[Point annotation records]
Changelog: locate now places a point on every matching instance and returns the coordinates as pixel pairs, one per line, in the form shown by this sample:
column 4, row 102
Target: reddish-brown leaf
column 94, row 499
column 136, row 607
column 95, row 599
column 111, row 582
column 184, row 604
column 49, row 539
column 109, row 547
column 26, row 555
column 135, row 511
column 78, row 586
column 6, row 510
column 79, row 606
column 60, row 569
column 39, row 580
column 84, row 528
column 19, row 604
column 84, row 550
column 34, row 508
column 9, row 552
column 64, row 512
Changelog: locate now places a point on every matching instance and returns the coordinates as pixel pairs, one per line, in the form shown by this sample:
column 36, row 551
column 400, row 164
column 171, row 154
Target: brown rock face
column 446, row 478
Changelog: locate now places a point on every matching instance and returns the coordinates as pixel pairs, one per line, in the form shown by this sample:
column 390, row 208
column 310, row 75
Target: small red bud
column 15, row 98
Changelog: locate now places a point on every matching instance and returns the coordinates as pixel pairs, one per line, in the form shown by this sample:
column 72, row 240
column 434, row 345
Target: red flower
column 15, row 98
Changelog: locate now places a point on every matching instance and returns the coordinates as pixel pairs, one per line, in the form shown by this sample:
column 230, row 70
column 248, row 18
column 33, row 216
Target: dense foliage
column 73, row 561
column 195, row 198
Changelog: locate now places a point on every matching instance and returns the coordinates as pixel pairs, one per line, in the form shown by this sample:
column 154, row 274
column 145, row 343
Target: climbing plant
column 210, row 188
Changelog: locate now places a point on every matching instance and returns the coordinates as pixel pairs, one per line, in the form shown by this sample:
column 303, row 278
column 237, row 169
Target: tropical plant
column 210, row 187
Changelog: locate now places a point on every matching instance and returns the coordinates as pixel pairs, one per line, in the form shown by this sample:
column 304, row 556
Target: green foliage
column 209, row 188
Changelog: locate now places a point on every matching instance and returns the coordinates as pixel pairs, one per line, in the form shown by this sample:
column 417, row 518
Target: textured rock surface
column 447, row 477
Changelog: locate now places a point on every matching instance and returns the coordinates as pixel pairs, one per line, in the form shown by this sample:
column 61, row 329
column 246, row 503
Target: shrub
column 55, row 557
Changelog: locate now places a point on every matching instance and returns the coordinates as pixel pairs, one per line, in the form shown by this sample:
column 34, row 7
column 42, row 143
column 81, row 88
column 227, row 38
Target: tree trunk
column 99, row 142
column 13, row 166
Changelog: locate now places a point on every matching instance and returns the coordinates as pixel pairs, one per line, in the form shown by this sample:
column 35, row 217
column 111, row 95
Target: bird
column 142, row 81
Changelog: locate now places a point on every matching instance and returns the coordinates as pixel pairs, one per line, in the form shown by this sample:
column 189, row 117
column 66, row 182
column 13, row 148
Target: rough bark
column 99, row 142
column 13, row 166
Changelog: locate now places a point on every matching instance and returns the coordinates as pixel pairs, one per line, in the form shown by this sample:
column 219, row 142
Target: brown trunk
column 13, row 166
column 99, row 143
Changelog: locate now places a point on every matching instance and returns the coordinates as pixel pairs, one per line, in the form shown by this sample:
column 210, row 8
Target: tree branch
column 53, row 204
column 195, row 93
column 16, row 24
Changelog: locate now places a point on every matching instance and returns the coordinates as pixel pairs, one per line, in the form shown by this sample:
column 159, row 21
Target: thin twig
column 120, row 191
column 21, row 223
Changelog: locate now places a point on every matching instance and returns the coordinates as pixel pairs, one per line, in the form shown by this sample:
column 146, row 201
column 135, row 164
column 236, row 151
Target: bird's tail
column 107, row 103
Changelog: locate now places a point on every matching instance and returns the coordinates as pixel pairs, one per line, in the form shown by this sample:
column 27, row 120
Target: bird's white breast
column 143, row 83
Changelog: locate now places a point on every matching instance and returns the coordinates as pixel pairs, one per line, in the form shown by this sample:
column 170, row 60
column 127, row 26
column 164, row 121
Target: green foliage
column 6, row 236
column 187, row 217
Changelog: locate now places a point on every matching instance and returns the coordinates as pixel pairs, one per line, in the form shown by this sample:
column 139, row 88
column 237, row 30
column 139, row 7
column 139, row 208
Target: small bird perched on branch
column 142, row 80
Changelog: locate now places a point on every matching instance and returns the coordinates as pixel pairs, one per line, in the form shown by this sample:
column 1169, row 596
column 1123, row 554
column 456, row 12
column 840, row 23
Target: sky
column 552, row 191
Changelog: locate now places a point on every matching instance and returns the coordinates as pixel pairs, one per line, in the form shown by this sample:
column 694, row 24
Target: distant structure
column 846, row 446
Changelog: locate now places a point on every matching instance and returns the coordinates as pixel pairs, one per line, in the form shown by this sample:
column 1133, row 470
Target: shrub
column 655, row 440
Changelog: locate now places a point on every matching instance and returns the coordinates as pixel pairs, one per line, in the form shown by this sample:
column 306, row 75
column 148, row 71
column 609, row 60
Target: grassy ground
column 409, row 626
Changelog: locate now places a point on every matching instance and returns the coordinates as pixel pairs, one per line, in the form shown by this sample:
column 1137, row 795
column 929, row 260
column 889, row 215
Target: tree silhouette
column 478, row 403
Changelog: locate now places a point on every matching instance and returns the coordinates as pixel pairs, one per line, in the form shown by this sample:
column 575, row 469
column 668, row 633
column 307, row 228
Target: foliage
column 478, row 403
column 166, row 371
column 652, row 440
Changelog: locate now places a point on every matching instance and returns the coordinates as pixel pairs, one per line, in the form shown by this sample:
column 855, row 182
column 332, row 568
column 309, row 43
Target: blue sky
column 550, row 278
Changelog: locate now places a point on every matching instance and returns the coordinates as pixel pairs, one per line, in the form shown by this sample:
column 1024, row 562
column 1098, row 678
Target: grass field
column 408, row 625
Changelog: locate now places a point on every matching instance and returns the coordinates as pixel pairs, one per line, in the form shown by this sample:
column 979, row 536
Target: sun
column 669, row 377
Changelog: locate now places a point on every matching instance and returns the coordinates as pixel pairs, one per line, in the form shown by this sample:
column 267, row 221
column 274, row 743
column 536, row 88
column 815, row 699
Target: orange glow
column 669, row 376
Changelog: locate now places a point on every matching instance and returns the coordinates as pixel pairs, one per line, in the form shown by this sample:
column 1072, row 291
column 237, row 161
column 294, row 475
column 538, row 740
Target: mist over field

Instruction
Each entry must be reproduced verbatim.

Response for this exercise
Changelog: locate now places a point on every matching instance and returns the coordinates as pixel pairs, one per line, in the form shown by this sample:
column 4, row 102
Target: reddish-brown leaf
column 94, row 499
column 136, row 607
column 95, row 599
column 111, row 582
column 184, row 604
column 49, row 539
column 109, row 547
column 26, row 555
column 135, row 511
column 78, row 586
column 6, row 510
column 79, row 606
column 60, row 569
column 39, row 580
column 84, row 528
column 19, row 604
column 84, row 550
column 34, row 508
column 9, row 552
column 64, row 512
Changelog: locate now places a point on every matching instance and returns the coordinates as pixel pairs, one per line, in the form shown by this sample:
column 36, row 551
column 400, row 164
column 171, row 154
Target: brown rock face
column 446, row 478
Changelog: locate now places a point on every matching instance and returns the coordinates as pixel pairs, one per line, in the form shown by this sample:
column 390, row 208
column 310, row 75
Target: small red bud
column 15, row 98
Changelog: locate now places a point on every matching instance and returns the coordinates as pixel pairs, one per line, in the form shown by this sample:
column 72, row 240
column 434, row 345
Target: red flower
column 15, row 98
Changelog: locate now places a point on every matching instance and returns the coordinates as pixel pairs, one per line, in the form shown by this sample:
column 230, row 70
column 248, row 18
column 33, row 216
Target: dense foliage
column 73, row 561
column 195, row 198
Changelog: locate now places a point on every matching instance and returns the coordinates as pixel pairs, one per line, in the form shown by this sample:
column 154, row 274
column 145, row 343
Target: climbing plant
column 210, row 188
Changelog: locate now places a point on every matching instance and returns the coordinates as pixel pairs, one per line, in the form shown by this sample:
column 303, row 278
column 237, row 169
Target: tropical plant
column 210, row 187
Changelog: locate now places a point on every matching instance and returns the coordinates as pixel pairs, one per line, in the form shown by this sample:
column 304, row 556
Target: green foliage
column 209, row 188
Changelog: locate now places a point on every matching instance and returns the coordinates as pixel pairs, one per line, in the form shown by this sample:
column 417, row 518
Target: textured rock surface
column 447, row 477
Changelog: locate now places a point on every matching instance and returns the coordinates as pixel pairs, one per line, in the form shown by this sample:
column 61, row 329
column 246, row 503
Target: shrub
column 55, row 557
Changelog: locate now places a point on every matching instance and returns the coordinates as pixel pairs, one per line, in the form shown by this sample:
column 34, row 7
column 42, row 143
column 81, row 88
column 227, row 38
Target: tree trunk
column 99, row 142
column 13, row 166
Changelog: locate now places a point on every matching instance and returns the coordinates as pixel pairs, one per line, in the form shown by this sample:
column 35, row 217
column 111, row 95
Target: bird
column 142, row 81
Changelog: locate now places a point on every matching instance and returns the coordinates as pixel pairs, one per line, in the form shown by this sample:
column 189, row 117
column 66, row 182
column 13, row 148
Target: rough bark
column 99, row 142
column 13, row 166
Changelog: locate now places a point on every matching instance and returns the coordinates as pixel pairs, one per line, in the form shown by this sample:
column 219, row 142
Target: brown trunk
column 13, row 166
column 99, row 143
Changelog: locate now places a point on every matching instance and returns the coordinates as pixel pairs, one per line, in the form shown by this sample:
column 210, row 8
Target: tree branch
column 53, row 204
column 195, row 93
column 16, row 24
Changelog: locate now places a point on every matching instance and returns the coordinates as pixel pairs, one per line, in the form shown by this sample:
column 159, row 21
Target: thin twig
column 120, row 191
column 21, row 223
Changelog: locate now places a point on every matching instance and returns the coordinates as pixel pairs, one per line, in the form shown by this sample:
column 146, row 201
column 135, row 164
column 236, row 151
Target: bird's tail
column 107, row 103
Changelog: locate now places a point on every matching instance and returns the coordinates as pixel pairs, one per line, in the form shown by this sample:
column 27, row 120
Target: bird's white breast
column 143, row 83
Changelog: locate now places a point on every matching instance and returns the coordinates as pixel pairs, one per line, in the form shown by this sample:
column 170, row 60
column 127, row 26
column 164, row 121
Target: green foliage
column 6, row 236
column 187, row 217
Changelog: locate now places a point on every matching instance and returns the coordinates as pixel pairs, one per line, in the form shown by this sample:
column 139, row 88
column 237, row 30
column 139, row 7
column 139, row 208
Target: small bird perched on branch
column 142, row 80
Changelog: locate now places a point on every matching instance and returns the coordinates as pixel pairs, one per line, in the form shown by this sample:
column 1169, row 596
column 1123, row 554
column 456, row 12
column 840, row 23
Target: sky
column 552, row 191
Changelog: locate now places a point on every matching instance and returns the coordinates as pixel pairs, one per line, in the form shown by this sample:
column 694, row 24
Target: distant structure
column 846, row 446
Changelog: locate now places a point on every matching instance and returns the coordinates as pixel pairs, one per line, in the form shown by this sample:
column 1133, row 470
Target: shrub
column 655, row 440
Changelog: locate now places a point on every matching instance and returns the coordinates as pixel pairs, one per line, in the form shown by this sample:
column 306, row 75
column 148, row 71
column 609, row 60
Target: grassy ground
column 409, row 626
Changelog: locate now places a point on every matching instance and returns the coordinates as pixel pairs, one per line, in the form shown by this sample:
column 1137, row 795
column 929, row 260
column 889, row 215
Target: tree silhouette
column 478, row 403
Changelog: locate now places a point on every matching instance and returns the coordinates as pixel pairs, one per line, in the form shown by this sample:
column 575, row 469
column 668, row 633
column 307, row 228
Target: foliage
column 478, row 403
column 166, row 371
column 652, row 440
Changelog: locate now places a point on every matching instance and returns the coordinates as pixel pairs, one per line, in the form shown by this sample:
column 855, row 182
column 332, row 568
column 309, row 43
Target: blue sky
column 550, row 278
Changelog: locate now places a point on every matching instance and returns the coordinates as pixel pairs, one per line, in the form shown by this sample:
column 1024, row 562
column 1098, row 678
Target: grass field
column 408, row 625
Changelog: locate now places a point on every matching instance and returns the coordinates as pixel pairs, one per line, in the form shown by this sample:
column 979, row 536
Target: sun
column 669, row 377
Changelog: locate now places a point on every matching instance and returns the coordinates as pixel pairs, one per line, in the form shown by this sample:
column 267, row 221
column 274, row 743
column 536, row 88
column 815, row 699
Target: orange glow
column 669, row 376
Changelog: locate now places a point on every matching instance and returns the coordinates as pixel pairs, one per line, in the form shown by this sample:
column 1072, row 291
column 237, row 161
column 294, row 475
column 538, row 740
Target: mist over field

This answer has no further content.